Task description: Return every line of the listing below unchanged, character for character.

Region segmentation data:
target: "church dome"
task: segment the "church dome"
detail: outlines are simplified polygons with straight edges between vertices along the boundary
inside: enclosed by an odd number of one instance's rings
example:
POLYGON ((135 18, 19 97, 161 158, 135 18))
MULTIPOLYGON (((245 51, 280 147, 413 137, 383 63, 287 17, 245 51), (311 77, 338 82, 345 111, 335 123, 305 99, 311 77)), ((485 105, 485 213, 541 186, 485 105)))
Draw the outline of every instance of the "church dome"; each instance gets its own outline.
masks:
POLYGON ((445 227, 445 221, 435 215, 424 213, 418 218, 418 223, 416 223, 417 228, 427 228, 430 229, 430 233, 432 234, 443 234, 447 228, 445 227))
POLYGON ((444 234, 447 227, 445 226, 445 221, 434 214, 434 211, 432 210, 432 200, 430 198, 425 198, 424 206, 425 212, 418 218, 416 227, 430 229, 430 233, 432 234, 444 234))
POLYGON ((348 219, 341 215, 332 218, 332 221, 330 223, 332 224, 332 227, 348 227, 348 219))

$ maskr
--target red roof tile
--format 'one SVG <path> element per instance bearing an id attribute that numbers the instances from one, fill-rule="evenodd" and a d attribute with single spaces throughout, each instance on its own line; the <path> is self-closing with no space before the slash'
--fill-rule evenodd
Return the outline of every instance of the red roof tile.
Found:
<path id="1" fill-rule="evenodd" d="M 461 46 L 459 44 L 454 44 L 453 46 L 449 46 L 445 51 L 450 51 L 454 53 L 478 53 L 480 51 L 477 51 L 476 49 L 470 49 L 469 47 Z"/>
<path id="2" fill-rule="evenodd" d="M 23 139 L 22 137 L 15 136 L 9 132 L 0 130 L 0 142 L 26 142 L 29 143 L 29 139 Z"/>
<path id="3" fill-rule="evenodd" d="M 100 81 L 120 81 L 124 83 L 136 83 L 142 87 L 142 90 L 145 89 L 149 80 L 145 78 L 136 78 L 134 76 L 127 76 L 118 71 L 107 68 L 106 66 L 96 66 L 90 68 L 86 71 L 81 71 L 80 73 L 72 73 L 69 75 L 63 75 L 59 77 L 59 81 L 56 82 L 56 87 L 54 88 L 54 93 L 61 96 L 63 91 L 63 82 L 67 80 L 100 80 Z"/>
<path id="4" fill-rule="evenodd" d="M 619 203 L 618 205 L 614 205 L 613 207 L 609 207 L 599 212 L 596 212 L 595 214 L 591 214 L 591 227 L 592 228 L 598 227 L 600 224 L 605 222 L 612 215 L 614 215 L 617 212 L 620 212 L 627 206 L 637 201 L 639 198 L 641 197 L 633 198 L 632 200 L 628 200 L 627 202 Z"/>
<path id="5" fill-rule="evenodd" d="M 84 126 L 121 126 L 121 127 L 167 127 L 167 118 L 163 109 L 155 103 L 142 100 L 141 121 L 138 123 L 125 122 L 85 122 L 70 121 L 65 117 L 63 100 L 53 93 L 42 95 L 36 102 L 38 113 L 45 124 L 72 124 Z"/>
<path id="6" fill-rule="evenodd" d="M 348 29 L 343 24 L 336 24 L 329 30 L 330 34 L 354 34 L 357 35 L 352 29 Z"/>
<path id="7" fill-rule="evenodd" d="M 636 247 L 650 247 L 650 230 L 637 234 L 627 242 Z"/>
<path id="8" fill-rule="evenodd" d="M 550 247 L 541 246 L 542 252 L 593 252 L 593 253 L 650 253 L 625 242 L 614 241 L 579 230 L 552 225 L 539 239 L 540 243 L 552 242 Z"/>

Reply to the exercise:
target: "church dome"
task: segment the "church dome"
detail: outlines are simplified polygons with straight edges between vertices along the boundary
inside: enclosed by an odd number of one instance's rings
example:
POLYGON ((135 18, 19 97, 161 158, 135 18))
MULTIPOLYGON (((245 51, 280 147, 413 137, 383 63, 287 17, 245 51), (311 77, 338 82, 345 111, 335 123, 305 99, 311 77)), ((485 105, 485 213, 541 186, 485 105)))
Draw the outline of every instance of the "church dome"; each instance gets its own outline.
masks:
POLYGON ((445 227, 445 221, 435 215, 424 213, 418 218, 418 223, 416 223, 417 228, 427 228, 430 229, 430 233, 432 234, 443 234, 447 228, 445 227))
POLYGON ((444 234, 447 227, 445 226, 445 221, 434 214, 434 211, 432 210, 432 200, 430 198, 425 198, 424 206, 425 212, 418 218, 416 227, 430 229, 430 233, 432 234, 444 234))
POLYGON ((348 219, 341 215, 332 218, 332 221, 330 223, 332 224, 332 227, 348 227, 348 219))

$ maskr
--target red roof tile
--format 'one SVG <path> element per instance bearing an id attribute that numbers the instances from one, fill-rule="evenodd" and a d attribute with single spaces throughout, each instance on its own line; the <path> is self-closing with no space before the slash'
--fill-rule evenodd
Return the outline of every instance of the red roof tile.
Found:
<path id="1" fill-rule="evenodd" d="M 461 46 L 459 44 L 454 44 L 453 46 L 449 46 L 445 51 L 450 51 L 454 53 L 478 53 L 480 51 L 477 51 L 476 49 L 470 49 L 469 47 Z"/>
<path id="2" fill-rule="evenodd" d="M 23 139 L 22 137 L 15 136 L 9 132 L 0 130 L 0 142 L 26 142 L 29 143 L 29 139 Z"/>
<path id="3" fill-rule="evenodd" d="M 100 81 L 120 81 L 124 83 L 136 83 L 142 87 L 142 90 L 145 89 L 149 80 L 145 78 L 136 78 L 134 76 L 127 76 L 118 71 L 107 68 L 106 66 L 96 66 L 90 68 L 86 71 L 81 71 L 80 73 L 72 73 L 69 75 L 63 75 L 59 77 L 59 81 L 56 82 L 56 87 L 54 88 L 54 93 L 61 96 L 63 91 L 63 82 L 67 80 L 100 80 Z"/>
<path id="4" fill-rule="evenodd" d="M 619 203 L 618 205 L 614 205 L 613 207 L 609 207 L 599 212 L 596 212 L 595 214 L 591 214 L 591 227 L 592 228 L 598 227 L 600 224 L 605 222 L 612 215 L 614 215 L 617 212 L 620 212 L 627 206 L 637 201 L 639 198 L 641 197 L 633 198 L 632 200 L 628 200 L 627 202 Z"/>
<path id="5" fill-rule="evenodd" d="M 84 126 L 121 126 L 121 127 L 167 127 L 167 118 L 163 109 L 155 103 L 142 100 L 141 121 L 138 123 L 125 122 L 85 122 L 70 121 L 65 117 L 63 100 L 53 93 L 42 95 L 36 102 L 38 113 L 45 124 L 72 124 Z"/>
<path id="6" fill-rule="evenodd" d="M 348 29 L 343 24 L 336 24 L 329 30 L 330 34 L 354 34 L 357 35 L 352 29 Z"/>
<path id="7" fill-rule="evenodd" d="M 636 247 L 650 247 L 650 230 L 637 234 L 627 242 Z"/>
<path id="8" fill-rule="evenodd" d="M 550 247 L 541 246 L 542 252 L 593 252 L 593 253 L 650 253 L 625 242 L 614 241 L 579 230 L 552 225 L 539 239 L 540 243 L 552 242 Z"/>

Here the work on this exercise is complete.